WHAT THE EXERCISE ASKS:
Set down exactly the lines from the one containing "Indicate every instance of the crispy" through the end of the records below, both included, and nothing else.

GIVEN DATA:
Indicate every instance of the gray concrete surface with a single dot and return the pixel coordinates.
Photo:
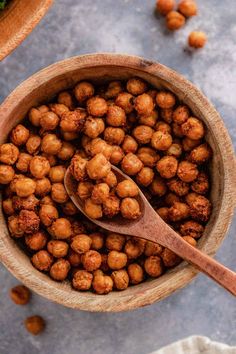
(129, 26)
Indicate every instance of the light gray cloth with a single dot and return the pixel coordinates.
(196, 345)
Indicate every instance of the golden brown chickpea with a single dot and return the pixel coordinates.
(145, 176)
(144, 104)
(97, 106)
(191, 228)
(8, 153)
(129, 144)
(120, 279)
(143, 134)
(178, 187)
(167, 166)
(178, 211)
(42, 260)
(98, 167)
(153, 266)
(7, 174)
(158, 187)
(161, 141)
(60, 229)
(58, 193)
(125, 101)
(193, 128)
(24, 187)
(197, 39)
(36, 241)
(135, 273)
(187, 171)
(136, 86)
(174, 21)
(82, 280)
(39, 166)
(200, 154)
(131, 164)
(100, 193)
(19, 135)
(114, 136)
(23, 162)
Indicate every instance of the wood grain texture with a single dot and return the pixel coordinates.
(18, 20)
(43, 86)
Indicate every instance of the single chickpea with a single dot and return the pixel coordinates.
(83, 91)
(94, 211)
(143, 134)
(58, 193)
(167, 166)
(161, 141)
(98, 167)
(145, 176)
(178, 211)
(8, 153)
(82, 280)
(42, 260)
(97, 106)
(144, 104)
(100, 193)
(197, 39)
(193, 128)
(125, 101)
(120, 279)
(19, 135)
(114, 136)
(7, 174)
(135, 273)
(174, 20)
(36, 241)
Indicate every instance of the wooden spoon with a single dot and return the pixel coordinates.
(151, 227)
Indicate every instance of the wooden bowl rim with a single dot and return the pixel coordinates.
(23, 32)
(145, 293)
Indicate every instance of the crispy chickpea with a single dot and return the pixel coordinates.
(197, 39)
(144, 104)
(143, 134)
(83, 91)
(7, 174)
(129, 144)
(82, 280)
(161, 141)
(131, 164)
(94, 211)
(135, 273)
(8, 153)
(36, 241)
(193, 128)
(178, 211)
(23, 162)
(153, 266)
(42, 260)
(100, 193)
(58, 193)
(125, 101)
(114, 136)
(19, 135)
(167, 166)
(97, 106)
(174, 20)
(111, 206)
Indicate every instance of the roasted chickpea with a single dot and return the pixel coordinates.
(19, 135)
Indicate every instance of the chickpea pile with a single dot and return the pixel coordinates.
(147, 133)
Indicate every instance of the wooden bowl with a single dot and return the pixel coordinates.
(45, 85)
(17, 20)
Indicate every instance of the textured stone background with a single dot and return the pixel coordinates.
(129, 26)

ANSWER BELOW:
Indicate every instance of the crispy chickpea with a single dot and return the pixel coordinates.
(197, 39)
(144, 104)
(143, 134)
(83, 91)
(7, 174)
(129, 144)
(82, 280)
(161, 141)
(131, 164)
(94, 211)
(135, 273)
(8, 153)
(36, 241)
(193, 128)
(178, 211)
(23, 162)
(153, 266)
(42, 260)
(100, 193)
(58, 193)
(125, 101)
(114, 136)
(19, 135)
(167, 166)
(97, 106)
(174, 20)
(111, 206)
Indicate every instance of the roasted chickpea with a single dot and return the pixel coordinates.
(19, 135)
Indicate every instance of the chickpea pile with a single dot and return the pixel coordinates.
(147, 133)
Indicate every instance of the wooden bowl with a single dot and return the pixel coordinates.
(45, 85)
(17, 20)
Indicate every instance of the textured stone background with a single dot and return the pixel coordinates.
(129, 26)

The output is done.